> SHORT PROBLEM
In the rows from the line with "boxes needed: dark soil" to the line with "[74,98,312,339]", substitute "out-of-focus background" for "blurred background" and reproduce those lines with everything else unchanged.

Begin ROWS

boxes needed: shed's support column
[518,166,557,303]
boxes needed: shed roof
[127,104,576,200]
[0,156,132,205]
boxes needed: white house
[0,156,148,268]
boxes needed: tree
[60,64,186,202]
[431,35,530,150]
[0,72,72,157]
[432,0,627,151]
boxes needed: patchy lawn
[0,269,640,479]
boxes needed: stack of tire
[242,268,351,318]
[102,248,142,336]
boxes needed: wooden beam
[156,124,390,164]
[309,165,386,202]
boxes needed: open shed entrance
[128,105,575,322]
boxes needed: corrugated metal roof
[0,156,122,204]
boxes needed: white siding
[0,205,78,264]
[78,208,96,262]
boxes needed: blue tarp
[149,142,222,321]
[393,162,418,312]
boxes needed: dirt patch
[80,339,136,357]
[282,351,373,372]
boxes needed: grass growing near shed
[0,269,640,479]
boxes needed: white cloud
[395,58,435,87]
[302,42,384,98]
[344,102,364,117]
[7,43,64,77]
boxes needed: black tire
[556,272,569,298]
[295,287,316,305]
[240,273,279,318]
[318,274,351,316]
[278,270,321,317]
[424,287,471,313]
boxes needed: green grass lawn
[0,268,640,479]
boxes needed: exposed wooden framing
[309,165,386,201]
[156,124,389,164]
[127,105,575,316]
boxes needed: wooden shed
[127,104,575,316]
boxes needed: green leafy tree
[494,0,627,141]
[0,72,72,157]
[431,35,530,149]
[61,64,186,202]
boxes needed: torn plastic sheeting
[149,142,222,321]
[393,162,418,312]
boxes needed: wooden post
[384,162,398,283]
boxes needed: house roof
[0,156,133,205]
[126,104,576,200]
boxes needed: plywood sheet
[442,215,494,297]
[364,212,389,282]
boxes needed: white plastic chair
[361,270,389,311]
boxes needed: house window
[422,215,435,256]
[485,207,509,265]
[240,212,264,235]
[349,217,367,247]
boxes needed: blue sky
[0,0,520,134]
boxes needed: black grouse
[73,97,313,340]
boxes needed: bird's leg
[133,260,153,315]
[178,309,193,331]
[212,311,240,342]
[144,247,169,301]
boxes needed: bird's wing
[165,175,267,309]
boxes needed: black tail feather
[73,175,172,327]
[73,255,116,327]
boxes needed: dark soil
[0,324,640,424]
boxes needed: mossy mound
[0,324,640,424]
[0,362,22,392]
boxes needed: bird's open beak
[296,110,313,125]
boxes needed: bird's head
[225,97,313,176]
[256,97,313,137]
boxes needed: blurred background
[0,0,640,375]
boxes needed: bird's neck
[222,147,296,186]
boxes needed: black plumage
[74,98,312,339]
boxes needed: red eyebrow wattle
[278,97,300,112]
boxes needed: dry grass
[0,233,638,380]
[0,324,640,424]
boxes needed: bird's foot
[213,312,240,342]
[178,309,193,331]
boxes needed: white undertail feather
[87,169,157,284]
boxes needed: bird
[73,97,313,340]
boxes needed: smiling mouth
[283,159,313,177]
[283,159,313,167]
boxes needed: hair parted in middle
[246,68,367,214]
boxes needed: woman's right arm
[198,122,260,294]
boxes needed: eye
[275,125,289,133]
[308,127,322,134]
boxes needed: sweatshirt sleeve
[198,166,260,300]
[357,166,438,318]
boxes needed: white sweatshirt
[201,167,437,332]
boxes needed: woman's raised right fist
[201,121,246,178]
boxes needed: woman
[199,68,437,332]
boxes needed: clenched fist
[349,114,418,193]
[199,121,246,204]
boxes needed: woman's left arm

End ROWS

> SOLUTION TO THE EXERCISE
boxes needed: dark soil
[0,324,640,424]
boxes needed: mossy mound
[0,324,640,424]
[0,362,22,392]
boxes needed: bird's open beak
[296,110,313,125]
boxes needed: bird's head
[225,97,313,176]
[256,97,313,137]
boxes needed: out-of-focus background
[0,0,640,375]
boxes needed: bird's neck
[222,147,296,186]
boxes needed: black plumage
[74,98,312,339]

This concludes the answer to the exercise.